Text shown:

Europe’s largest automaker is struggling to keep up as the industry goes electric. Although Volkswagen’s EV sales climbed in September, new orders are failing to keep up.
Volkswagen sold 531,500 electric vehicles in the first nine months of the year, up 45% compared to last year (366,600).
The automaker’s EV share reached 9% in the third quarter, primarily from growth in Europe. Of the over 530K EVs sold this year, 341,100 (64%) were delivered in Europe.
The US saw the second highest growth, with 50,300 deliveries, representing 74% growth over last year. VW’s momentum in Europe and China helped offset sluggish sales in China, its most important market.
Volkswagen’s EV deliveries picked up in China (+11%) in Q3 after slipping 1.6% through June. The company has delivered 117,100 EVs (+4% YOY) in China through the first nine months of the year.
The top-selling models through the first nine months of the year include the Volkswagen ID.4/ID.5, ID.3, and Audi Q4 e-tron.
Top-selling VW EVs
January – September sales
ID.4/ ID.5
162,100
ID.3
90,500
Audi Q4 e-tron
77,900
ŠKODA Enyaq iV
54,400
CUPRA Born
32,300
Audi Q8 e-tron
21,800
Top-selling Volkswagen EVs through September 2023
Volkswagen’s new EV orders struggle to gain traction
Despite the success in the third quarter, Volkswagen is still struggling to attract new EV orders.
“Our order intake is below our ambitious targets due to the lower-than-expected overall market trend,” Hildegard Wortmann, who oversees VW’s marketing and sales, explained.
According to a VW spokesperson, the growth in Q3 was fueled by a higher backlog, which has been waiting to be processed. Supply chain and logistics issues led to extended delivery times, which are now being worked out.

Task set:
(a) In the Volkswagen EV sales article, how many electric vehicles did Volkswagen sell in the first nine months of the year?
(b) From the Volkswagen EV sales article, repeat the part that opens with the words containing "Volkswagen’s EV deliveries" and closes with "of the year.".

Material:

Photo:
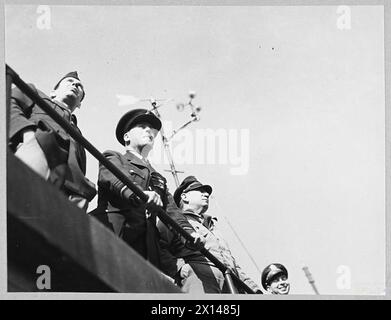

Task-by-task answers:
(a) 531,500

(b)
Volkswagen’s EV deliveries picked up in China (+11%) in Q3 after slipping 1.6% through June. The company has delivered 117,100 EVs (+4% YOY) in China through the first nine months of the year.